**Task directions:** Pull out each line of the records below that contains the string "deck", matching case exactly.

Coordinate annotation records

┌──

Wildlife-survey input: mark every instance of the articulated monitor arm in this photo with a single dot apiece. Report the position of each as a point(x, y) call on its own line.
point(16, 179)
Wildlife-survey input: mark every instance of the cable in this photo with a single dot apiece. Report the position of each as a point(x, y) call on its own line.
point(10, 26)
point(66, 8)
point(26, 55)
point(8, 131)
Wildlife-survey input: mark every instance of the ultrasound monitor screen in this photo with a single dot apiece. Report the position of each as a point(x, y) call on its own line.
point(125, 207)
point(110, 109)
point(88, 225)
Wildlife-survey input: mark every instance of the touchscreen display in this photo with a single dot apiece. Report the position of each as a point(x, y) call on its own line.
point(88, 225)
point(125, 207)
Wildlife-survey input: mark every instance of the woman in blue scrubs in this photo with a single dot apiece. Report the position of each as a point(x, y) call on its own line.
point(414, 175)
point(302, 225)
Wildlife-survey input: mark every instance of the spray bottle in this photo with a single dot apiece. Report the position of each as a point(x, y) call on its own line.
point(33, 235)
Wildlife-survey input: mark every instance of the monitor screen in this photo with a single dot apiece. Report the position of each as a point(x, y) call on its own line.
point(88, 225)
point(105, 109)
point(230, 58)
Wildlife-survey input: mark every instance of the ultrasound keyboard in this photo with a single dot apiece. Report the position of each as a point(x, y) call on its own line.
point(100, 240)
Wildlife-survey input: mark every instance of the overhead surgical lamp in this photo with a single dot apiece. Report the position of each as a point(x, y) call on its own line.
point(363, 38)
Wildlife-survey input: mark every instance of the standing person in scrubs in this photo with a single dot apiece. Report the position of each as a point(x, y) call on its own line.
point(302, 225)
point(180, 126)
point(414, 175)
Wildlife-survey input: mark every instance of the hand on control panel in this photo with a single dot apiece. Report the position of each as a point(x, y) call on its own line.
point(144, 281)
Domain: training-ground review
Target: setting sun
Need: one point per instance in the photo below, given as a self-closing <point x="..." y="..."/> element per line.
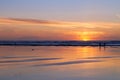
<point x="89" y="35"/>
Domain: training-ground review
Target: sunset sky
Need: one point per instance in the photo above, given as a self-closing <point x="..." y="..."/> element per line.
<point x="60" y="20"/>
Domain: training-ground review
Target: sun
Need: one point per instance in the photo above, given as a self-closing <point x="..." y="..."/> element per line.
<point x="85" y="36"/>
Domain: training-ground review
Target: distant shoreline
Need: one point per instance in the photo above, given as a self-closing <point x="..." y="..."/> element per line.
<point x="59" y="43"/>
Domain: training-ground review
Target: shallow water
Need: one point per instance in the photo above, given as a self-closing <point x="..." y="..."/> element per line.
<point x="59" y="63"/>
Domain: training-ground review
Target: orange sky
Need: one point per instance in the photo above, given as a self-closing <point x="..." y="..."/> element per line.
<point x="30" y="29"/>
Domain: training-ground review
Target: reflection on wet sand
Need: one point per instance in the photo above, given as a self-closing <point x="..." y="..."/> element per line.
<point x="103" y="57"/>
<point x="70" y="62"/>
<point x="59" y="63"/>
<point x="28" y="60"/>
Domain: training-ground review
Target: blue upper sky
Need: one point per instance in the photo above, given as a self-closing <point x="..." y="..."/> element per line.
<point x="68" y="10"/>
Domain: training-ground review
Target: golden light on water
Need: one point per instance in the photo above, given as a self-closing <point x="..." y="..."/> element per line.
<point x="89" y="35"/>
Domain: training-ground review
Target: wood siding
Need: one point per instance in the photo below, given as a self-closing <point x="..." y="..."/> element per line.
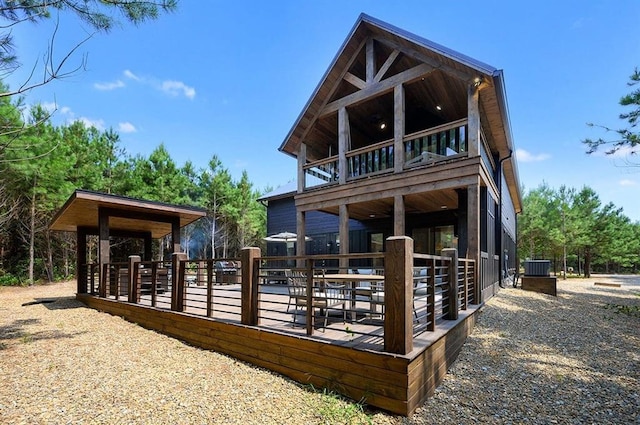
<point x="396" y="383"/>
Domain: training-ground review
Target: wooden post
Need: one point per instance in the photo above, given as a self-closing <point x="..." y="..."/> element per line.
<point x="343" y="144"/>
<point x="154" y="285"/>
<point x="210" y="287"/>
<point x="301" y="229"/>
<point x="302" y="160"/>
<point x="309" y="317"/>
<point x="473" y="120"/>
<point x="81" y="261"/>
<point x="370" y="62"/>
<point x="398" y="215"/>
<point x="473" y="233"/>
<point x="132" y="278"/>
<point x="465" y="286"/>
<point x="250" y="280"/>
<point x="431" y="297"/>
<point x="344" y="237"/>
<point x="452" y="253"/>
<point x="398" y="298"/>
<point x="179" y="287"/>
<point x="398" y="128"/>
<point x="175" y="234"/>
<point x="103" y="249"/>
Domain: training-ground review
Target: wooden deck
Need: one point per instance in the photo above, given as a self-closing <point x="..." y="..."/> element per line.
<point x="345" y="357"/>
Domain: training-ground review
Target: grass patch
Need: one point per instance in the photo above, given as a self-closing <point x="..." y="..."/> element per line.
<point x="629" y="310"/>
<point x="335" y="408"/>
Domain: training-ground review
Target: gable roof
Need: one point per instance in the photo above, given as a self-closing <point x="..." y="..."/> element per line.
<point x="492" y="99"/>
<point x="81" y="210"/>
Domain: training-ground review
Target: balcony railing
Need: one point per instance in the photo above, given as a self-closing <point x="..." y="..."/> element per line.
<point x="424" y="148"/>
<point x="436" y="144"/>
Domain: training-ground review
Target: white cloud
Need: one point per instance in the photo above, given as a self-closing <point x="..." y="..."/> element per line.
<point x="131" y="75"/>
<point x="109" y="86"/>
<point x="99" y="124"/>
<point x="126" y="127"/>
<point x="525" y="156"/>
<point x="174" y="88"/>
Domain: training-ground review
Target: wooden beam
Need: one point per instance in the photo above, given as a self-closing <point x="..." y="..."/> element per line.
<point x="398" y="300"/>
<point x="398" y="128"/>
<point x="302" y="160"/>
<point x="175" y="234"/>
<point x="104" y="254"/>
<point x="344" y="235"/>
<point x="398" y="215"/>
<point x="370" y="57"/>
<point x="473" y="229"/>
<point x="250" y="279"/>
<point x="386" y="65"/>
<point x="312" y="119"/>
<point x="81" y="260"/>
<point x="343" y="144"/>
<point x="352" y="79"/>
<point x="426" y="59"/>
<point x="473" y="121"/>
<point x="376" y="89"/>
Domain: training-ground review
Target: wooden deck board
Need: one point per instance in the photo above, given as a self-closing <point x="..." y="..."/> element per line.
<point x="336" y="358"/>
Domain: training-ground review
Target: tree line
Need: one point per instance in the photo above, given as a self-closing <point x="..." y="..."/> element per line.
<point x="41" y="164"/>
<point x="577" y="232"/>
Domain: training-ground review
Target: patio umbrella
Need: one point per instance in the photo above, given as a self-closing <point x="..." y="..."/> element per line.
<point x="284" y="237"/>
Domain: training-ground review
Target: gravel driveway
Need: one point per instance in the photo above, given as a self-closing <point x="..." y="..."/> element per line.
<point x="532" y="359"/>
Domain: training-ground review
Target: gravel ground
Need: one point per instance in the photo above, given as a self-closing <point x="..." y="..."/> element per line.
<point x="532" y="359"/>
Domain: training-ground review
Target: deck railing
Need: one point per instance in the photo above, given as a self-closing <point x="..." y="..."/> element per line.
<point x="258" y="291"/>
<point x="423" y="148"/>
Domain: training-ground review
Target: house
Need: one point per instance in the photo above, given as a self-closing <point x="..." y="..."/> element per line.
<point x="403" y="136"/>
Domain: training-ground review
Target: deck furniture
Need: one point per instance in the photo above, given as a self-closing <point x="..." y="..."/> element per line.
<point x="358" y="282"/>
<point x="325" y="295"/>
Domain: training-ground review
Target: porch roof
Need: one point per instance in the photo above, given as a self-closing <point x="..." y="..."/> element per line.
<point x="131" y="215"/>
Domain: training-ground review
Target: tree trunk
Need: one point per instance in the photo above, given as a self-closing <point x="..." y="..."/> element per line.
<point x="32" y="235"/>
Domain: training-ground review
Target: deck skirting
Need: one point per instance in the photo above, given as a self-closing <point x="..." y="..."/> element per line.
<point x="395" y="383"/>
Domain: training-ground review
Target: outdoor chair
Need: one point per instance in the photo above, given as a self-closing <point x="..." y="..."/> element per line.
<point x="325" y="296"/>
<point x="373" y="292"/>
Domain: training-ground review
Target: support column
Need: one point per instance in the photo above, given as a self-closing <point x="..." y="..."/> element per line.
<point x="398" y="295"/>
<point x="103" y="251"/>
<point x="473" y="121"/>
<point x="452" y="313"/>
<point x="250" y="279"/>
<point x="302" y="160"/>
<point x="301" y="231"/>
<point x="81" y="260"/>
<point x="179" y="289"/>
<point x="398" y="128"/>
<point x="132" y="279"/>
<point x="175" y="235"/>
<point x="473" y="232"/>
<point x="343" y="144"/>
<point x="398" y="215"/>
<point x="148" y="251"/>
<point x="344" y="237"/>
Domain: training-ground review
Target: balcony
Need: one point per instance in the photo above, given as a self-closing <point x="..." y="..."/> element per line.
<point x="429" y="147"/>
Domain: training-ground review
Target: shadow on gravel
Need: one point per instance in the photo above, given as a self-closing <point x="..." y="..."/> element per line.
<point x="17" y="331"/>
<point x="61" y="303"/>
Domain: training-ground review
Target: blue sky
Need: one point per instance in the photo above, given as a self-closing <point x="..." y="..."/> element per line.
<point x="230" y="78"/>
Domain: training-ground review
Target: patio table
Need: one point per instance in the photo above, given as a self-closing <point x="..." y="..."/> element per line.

└──

**Exercise result:**
Target: wooden deck
Target: wooden deck board
Target: deck railing
Target: deck furniture
Target: deck skirting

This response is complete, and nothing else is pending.